#### SUPPLIED DATA:
*****

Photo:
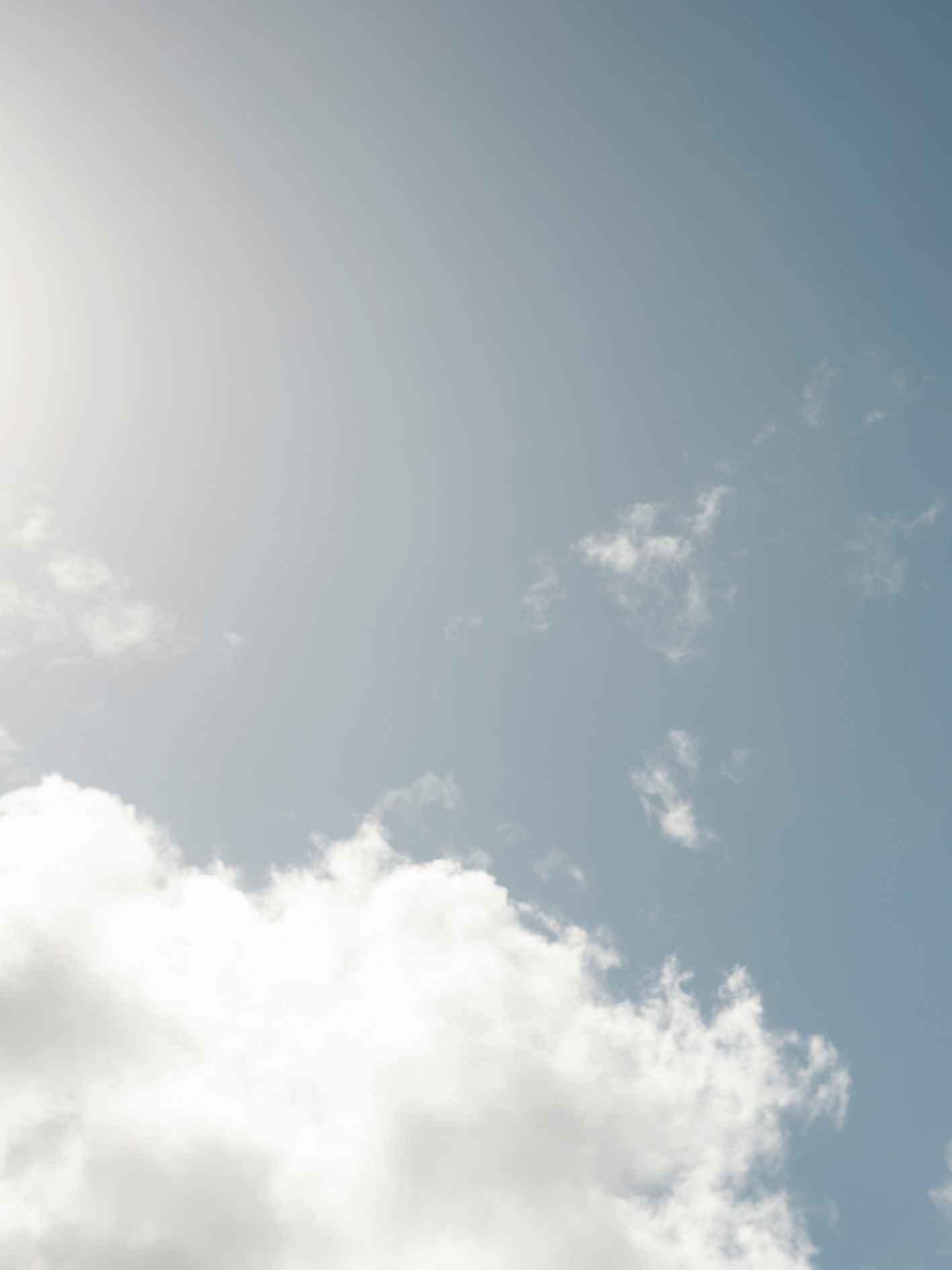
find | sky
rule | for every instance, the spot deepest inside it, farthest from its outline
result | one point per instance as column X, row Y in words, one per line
column 476, row 718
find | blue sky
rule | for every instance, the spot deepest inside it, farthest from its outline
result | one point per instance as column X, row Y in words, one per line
column 548, row 396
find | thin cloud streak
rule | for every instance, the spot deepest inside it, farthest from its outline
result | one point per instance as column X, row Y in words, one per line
column 662, row 781
column 660, row 578
column 881, row 568
column 74, row 602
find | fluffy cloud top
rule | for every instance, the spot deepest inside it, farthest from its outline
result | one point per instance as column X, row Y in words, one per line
column 659, row 578
column 370, row 1063
column 881, row 568
column 662, row 781
column 73, row 602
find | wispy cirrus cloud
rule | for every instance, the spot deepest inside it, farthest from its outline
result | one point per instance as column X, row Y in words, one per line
column 427, row 790
column 815, row 394
column 894, row 388
column 541, row 601
column 660, row 578
column 663, row 783
column 74, row 602
column 881, row 566
column 458, row 629
column 200, row 1074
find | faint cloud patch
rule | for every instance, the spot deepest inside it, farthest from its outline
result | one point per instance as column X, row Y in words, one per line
column 814, row 398
column 894, row 389
column 559, row 863
column 458, row 629
column 9, row 749
column 542, row 599
column 738, row 766
column 881, row 566
column 427, row 790
column 73, row 601
column 230, row 646
column 662, row 785
column 660, row 578
column 511, row 833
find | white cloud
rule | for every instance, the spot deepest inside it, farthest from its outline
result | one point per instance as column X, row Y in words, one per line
column 559, row 863
column 820, row 382
column 73, row 602
column 660, row 578
column 458, row 630
column 941, row 1195
column 542, row 597
column 662, row 781
column 368, row 1063
column 736, row 767
column 230, row 646
column 881, row 566
column 511, row 832
column 427, row 790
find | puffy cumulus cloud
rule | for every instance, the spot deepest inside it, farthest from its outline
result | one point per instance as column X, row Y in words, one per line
column 541, row 601
column 881, row 566
column 662, row 781
column 660, row 578
column 367, row 1063
column 941, row 1195
column 814, row 398
column 73, row 602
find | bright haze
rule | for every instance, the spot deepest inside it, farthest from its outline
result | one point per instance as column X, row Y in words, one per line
column 476, row 601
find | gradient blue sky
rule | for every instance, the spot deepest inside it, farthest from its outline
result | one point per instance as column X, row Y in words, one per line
column 338, row 327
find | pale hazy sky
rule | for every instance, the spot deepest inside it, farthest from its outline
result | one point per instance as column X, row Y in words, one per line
column 517, row 437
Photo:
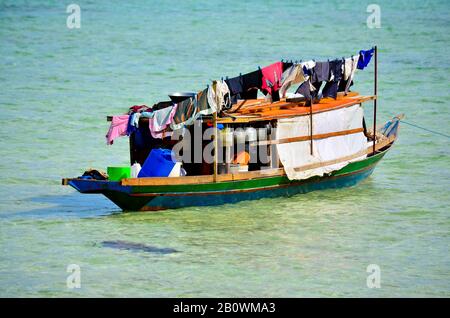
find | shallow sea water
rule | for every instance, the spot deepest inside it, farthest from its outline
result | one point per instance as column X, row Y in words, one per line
column 58, row 85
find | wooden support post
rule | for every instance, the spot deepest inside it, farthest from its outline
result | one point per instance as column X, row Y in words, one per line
column 216, row 145
column 132, row 150
column 310, row 125
column 375, row 100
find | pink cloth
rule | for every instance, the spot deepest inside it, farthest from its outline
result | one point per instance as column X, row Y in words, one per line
column 160, row 120
column 272, row 73
column 118, row 128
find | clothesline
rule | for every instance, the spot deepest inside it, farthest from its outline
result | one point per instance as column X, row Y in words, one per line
column 273, row 81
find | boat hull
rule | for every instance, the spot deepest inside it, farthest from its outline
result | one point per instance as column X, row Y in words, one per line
column 150, row 198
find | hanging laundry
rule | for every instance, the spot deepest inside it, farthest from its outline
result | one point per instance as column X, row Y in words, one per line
column 309, row 90
column 219, row 96
column 331, row 87
column 118, row 127
column 235, row 85
column 321, row 72
column 307, row 67
column 160, row 120
column 292, row 75
column 131, row 128
column 287, row 65
column 137, row 109
column 364, row 58
column 271, row 78
column 202, row 103
column 350, row 65
column 185, row 113
column 318, row 73
column 251, row 83
column 306, row 87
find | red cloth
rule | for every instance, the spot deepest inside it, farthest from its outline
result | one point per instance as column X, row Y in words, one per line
column 137, row 109
column 272, row 74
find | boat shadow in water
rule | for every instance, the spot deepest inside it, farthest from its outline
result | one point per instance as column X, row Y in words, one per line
column 138, row 247
column 71, row 205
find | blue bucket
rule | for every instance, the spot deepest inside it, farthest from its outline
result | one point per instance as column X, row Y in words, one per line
column 159, row 163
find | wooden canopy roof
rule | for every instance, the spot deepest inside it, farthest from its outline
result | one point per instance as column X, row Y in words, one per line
column 252, row 110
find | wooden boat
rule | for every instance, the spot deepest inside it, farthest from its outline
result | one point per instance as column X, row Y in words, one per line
column 157, row 193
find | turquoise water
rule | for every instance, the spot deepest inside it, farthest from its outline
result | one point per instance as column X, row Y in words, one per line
column 58, row 85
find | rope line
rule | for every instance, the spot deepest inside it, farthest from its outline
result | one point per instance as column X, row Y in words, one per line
column 429, row 130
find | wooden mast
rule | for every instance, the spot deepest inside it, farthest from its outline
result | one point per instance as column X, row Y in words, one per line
column 216, row 138
column 375, row 100
column 310, row 125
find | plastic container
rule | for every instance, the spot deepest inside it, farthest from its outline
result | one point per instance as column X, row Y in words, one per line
column 176, row 170
column 135, row 168
column 159, row 163
column 251, row 134
column 242, row 158
column 234, row 168
column 118, row 173
column 240, row 136
column 226, row 136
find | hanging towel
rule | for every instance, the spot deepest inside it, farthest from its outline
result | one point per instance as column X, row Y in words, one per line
column 160, row 120
column 350, row 65
column 292, row 75
column 251, row 82
column 218, row 96
column 118, row 127
column 271, row 77
column 331, row 87
column 364, row 58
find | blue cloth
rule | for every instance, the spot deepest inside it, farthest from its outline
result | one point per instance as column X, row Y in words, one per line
column 159, row 163
column 364, row 58
column 130, row 127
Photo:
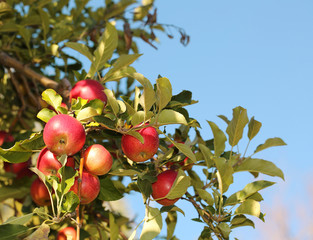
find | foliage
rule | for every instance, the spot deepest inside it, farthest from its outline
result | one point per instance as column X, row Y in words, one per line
column 41, row 33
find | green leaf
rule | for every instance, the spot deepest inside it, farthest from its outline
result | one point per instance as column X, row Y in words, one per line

*****

#### STATED GOAL:
Please convert every line of the items above into a numbered list, skipping blank lines and leaving the pictures out.

#### IN RESPONSE:
1. Photo:
2. find | sky
3. rule | for every instance, the spot deepest inside it, farthest from its outline
4. result | one point per instance as column X, row Y in words, one per line
5. column 476, row 718
6. find | blue sky
7. rule | for every instance, the spot deepest inside it, farthest from its outline
8. result | one point per instance as column X, row Y in words, one per line
9. column 548, row 396
10. find | thin cloud streak
11. rule | for every instance, the spot deepest inside it, farthest from its outline
12. result | one point per instance as column X, row Y in words, one per line
13. column 662, row 781
14. column 660, row 578
15. column 881, row 568
16. column 74, row 602
17. find | fluffy cloud top
18. rule | for every instance, the spot deepest inside it, farthest from its outline
19. result | one point per instance as column X, row Y in words, one per line
20. column 659, row 578
21. column 370, row 1063
22. column 881, row 568
23. column 662, row 781
24. column 73, row 602
25. find | wispy cirrus cloud
26. rule | for every instance, the spot deepest inside it, farthest from its outline
27. result | one point per instance as column X, row Y in words, one per line
28. column 427, row 790
29. column 815, row 394
30. column 894, row 388
31. column 541, row 601
32. column 660, row 578
33. column 663, row 783
34. column 74, row 602
35. column 881, row 566
36. column 458, row 629
37. column 200, row 1074
38. find | faint cloud patch
39. rule | for every instance, the spot deepest inside it, farthest from its outline
40. result | one point per instance as column X, row Y in words, one per line
41. column 814, row 398
42. column 894, row 389
43. column 559, row 863
44. column 458, row 629
45. column 9, row 749
46. column 542, row 599
47. column 738, row 766
48. column 881, row 566
49. column 427, row 790
50. column 73, row 601
51. column 230, row 646
52. column 662, row 785
53. column 660, row 578
54. column 511, row 833
55. find | white cloud
56. rule | for every instance, the spot deepest inside it, farthest from its outline
57. result | one point per instance as column X, row Y in words, one per line
58. column 559, row 863
59. column 820, row 382
60. column 73, row 602
61. column 660, row 578
62. column 458, row 630
63. column 941, row 1195
64. column 542, row 597
65. column 662, row 781
66. column 368, row 1063
67. column 736, row 767
68. column 230, row 646
69. column 881, row 566
70. column 511, row 832
71. column 427, row 790
72. find | puffy cumulus cloud
73. rule | for every instance, the spot deepest inside it, farthest from its outline
74. result | one point per instance as column X, row Y in words, one per line
75. column 541, row 601
76. column 881, row 566
77. column 662, row 781
78. column 660, row 578
79. column 367, row 1063
80. column 941, row 1195
81. column 814, row 398
82. column 73, row 602
83. find | bright haze
84. rule | for every instance, the spot deepest inside it, farthest from its outline
85. result | one point per instance as column X, row Y in words, one per line
86. column 476, row 601
87. find | gradient blue sky
88. rule | for every instance, the spot deepest inside it, farthest from its outline
89. result | one point per instance as column X, row Y in words, one per line
90. column 338, row 327
91. find | pale hazy sky
92. rule | for every instance, the spot deepest inside it, farthest from its outline
93. result | one point per instance as column X, row Y in words, one per line
94. column 517, row 437
95. Photo:
96. find | shallow sea water
97. rule | for every instance, the spot deepest inside it, farthest from its outline
98. result | one point per instance as column X, row Y in words, one per line
99. column 58, row 85
100. find | wooden support post
101. rule | for every instance, the spot deepest inside it, farthest from its outline
102. result | one point per instance as column X, row Y in words, one per line
103. column 216, row 145
104. column 132, row 150
105. column 310, row 125
106. column 375, row 100
107. find | pink cloth
108. rule | for every instance, the spot deepest inside it, farthest from its outline
109. result | one point per instance as column X, row Y in words, one per line
110. column 160, row 120
111. column 272, row 73
112. column 118, row 128
113. find | clothesline
114. rule | for every instance, the spot deepest inside it, farthest from its outline
115. result | one point per instance as column X, row Y in words, one per line
116. column 273, row 81
117. find | boat hull
118. rule | for every instance, the spot deepest inside it, farthest from its outline
119. result | one point per instance as column X, row Y in words, one per line
120. column 150, row 198
121. find | hanging laundry
122. rule | for every instance, the spot deepest inside it, farthest from its outline
123. result | one point per instance as column X, row Y in words, one per line
124. column 309, row 90
125. column 219, row 96
126. column 331, row 87
127. column 118, row 127
128. column 235, row 85
129. column 321, row 72
130. column 307, row 67
131. column 160, row 120
132. column 292, row 75
133. column 131, row 128
134. column 287, row 65
135. column 137, row 109
136. column 364, row 58
137. column 271, row 78
138. column 202, row 103
139. column 350, row 65
140. column 185, row 113
141. column 318, row 73
142. column 251, row 83
143. column 306, row 87
144. find | red cloth
145. rule | for every instance, the spot deepest inside it, farthest from its outline
146. result | one point per instance as column X, row Y in words, one per line
147. column 137, row 109
148. column 272, row 74
149. find | boat shadow in water
150. rule | for every instance, the spot deepest inside it, farthest from its outline
151. result | one point per instance as column X, row Y in words, one per line
152. column 138, row 247
153. column 71, row 205
154. find | blue bucket
155. rule | for every instance, the spot deepest inside it, farthest from its outline
156. result | one point per instance as column X, row Y in words, one per line
157. column 159, row 163
158. find | wooden canopy roof
159. rule | for every instance, the spot deepest inside it, farthest from its outline
160. result | one point per instance as column X, row Y in words, one per line
161. column 252, row 110
162. find | wooden boat
163. rule | for every instance, the spot deepest inside it, farthest from its outline
164. result | one point per instance as column X, row Y in words, one per line
165. column 157, row 193
166. find | turquoise water
167. rule | for every instance, the spot deepest inside it, farthest from its outline
168. result | one point per instance as column X, row Y in words, one per line
169. column 58, row 85
170. find | rope line
171. rule | for every instance, the spot deepest inside it, farthest from its outline
172. result | one point per instance as column X, row Y in words, one per line
173. column 429, row 130
174. find | wooden mast
175. rule | for every instance, the spot deepest inside it, farthest from its outline
176. result | one point per instance as column X, row Y in words, one per line
177. column 216, row 138
178. column 375, row 100
179. column 310, row 125
180. find | plastic container
181. rule | for every instance, the spot deepest inside it, farthest from its outline
182. result | one point per instance as column X, row Y in words, one per line
183. column 176, row 170
184. column 135, row 168
185. column 159, row 163
186. column 251, row 134
187. column 242, row 158
188. column 234, row 168
189. column 118, row 173
190. column 240, row 136
191. column 226, row 136
192. find | hanging towel
193. rule | for every instance, the spot deepest inside it, farthest from its outline
194. result | one point per instance as column X, row Y in words, one per line
195. column 160, row 120
196. column 350, row 65
197. column 292, row 75
198. column 251, row 82
199. column 218, row 96
200. column 118, row 127
201. column 271, row 77
202. column 331, row 87
203. column 364, row 58
204. find | blue cloth
205. rule | for every instance, the spot deepest inside it, farthest from its outline
206. result | one point per instance as column X, row Y in words, one per line
207. column 159, row 163
208. column 364, row 58
209. column 130, row 127
210. Photo:
211. find | foliage
212. rule | for every instance, the spot deepest inside it, farthest from its outline
213. result | one point per instance as column X, row Y in words, one per line
214. column 41, row 33
215. find | green leaf
216. rule | for every instance, the spot deepest inside it, farthest from its outline
217. result | one point per instance as column X, row Y in words, one per line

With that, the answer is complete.